§ **What the task requires**:
Copy every one of the rows below word for word, changing nothing.

Location labeling records
....

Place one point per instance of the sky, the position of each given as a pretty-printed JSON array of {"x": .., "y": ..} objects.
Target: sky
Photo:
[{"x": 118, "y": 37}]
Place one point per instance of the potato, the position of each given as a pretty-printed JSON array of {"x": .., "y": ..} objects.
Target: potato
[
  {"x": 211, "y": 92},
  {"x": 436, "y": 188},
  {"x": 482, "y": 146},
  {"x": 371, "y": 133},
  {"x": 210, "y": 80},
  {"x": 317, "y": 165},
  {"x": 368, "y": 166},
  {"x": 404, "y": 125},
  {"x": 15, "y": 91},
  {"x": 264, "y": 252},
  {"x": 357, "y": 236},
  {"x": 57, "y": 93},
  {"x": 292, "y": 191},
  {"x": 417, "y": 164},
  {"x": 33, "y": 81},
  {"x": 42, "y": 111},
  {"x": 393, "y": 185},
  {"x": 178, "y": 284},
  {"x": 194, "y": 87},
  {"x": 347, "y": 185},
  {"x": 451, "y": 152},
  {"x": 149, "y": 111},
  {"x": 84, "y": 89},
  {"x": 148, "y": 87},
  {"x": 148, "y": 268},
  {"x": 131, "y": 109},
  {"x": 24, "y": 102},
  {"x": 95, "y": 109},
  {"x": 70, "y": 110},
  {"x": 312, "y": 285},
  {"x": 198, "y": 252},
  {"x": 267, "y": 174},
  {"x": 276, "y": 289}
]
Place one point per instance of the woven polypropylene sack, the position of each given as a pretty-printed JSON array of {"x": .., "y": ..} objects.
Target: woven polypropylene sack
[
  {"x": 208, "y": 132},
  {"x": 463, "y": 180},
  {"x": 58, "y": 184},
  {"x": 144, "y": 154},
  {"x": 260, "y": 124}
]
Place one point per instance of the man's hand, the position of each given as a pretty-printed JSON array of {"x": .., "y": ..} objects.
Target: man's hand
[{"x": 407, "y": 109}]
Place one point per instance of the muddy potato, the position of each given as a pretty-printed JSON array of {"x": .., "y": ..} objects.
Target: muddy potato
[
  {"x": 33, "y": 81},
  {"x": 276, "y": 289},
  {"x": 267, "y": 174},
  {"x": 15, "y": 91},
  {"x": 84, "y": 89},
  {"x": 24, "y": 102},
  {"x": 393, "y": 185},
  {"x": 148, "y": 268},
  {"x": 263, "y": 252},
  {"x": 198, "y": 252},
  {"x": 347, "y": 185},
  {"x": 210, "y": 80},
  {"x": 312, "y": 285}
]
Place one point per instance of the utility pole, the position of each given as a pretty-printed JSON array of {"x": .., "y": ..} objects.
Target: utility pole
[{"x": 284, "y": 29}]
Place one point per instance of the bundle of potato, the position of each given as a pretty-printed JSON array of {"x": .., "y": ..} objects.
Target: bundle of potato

....

§ **Solution to the exercise**:
Place one point per instance of the sky, the position of each given as a pretty-printed JSON array of {"x": .., "y": ..} objects.
Target: sky
Photo:
[{"x": 118, "y": 37}]
Place one point per instance of the potato, the position of each given as a pretty-printed JSON array of {"x": .., "y": ..} objects.
Target: potato
[
  {"x": 211, "y": 92},
  {"x": 436, "y": 188},
  {"x": 482, "y": 146},
  {"x": 371, "y": 133},
  {"x": 210, "y": 80},
  {"x": 317, "y": 165},
  {"x": 368, "y": 166},
  {"x": 404, "y": 125},
  {"x": 15, "y": 91},
  {"x": 264, "y": 252},
  {"x": 357, "y": 236},
  {"x": 57, "y": 93},
  {"x": 292, "y": 191},
  {"x": 417, "y": 164},
  {"x": 33, "y": 81},
  {"x": 42, "y": 111},
  {"x": 393, "y": 185},
  {"x": 178, "y": 284},
  {"x": 194, "y": 87},
  {"x": 347, "y": 185},
  {"x": 451, "y": 152},
  {"x": 149, "y": 111},
  {"x": 84, "y": 89},
  {"x": 148, "y": 87},
  {"x": 148, "y": 268},
  {"x": 131, "y": 109},
  {"x": 24, "y": 102},
  {"x": 95, "y": 109},
  {"x": 70, "y": 110},
  {"x": 312, "y": 285},
  {"x": 198, "y": 252},
  {"x": 267, "y": 174},
  {"x": 276, "y": 289}
]
Place one point per instance of the woven polypropylene sack, the position of each given as a pretty-printed JSON array of {"x": .., "y": ..} objects.
Target: woven polypropylene sack
[
  {"x": 208, "y": 132},
  {"x": 463, "y": 180},
  {"x": 58, "y": 184},
  {"x": 144, "y": 154},
  {"x": 260, "y": 124}
]
Place one point per instance of the man's hand, the position of each given as a pretty-printed JSON array of {"x": .., "y": ..} objects.
Target: man's hand
[{"x": 407, "y": 109}]
Place one point per instance of the muddy potato, the position of each given as a pretty-printed JSON array of {"x": .., "y": ..} objects.
Target: muddy potato
[
  {"x": 33, "y": 81},
  {"x": 276, "y": 289},
  {"x": 267, "y": 174},
  {"x": 15, "y": 91},
  {"x": 84, "y": 89},
  {"x": 24, "y": 102},
  {"x": 393, "y": 185},
  {"x": 148, "y": 268},
  {"x": 263, "y": 252},
  {"x": 198, "y": 252},
  {"x": 347, "y": 185},
  {"x": 210, "y": 80},
  {"x": 312, "y": 285}
]
Place one point per instance of the utility pole, the position of each given as a pretty-printed JSON array of {"x": .., "y": ..} objects.
Target: utility pole
[{"x": 284, "y": 29}]
Place one point per instance of the bundle of potato, the position of each given as a pretty-printed JSON array of {"x": .., "y": ..} objects.
Target: bundle of potato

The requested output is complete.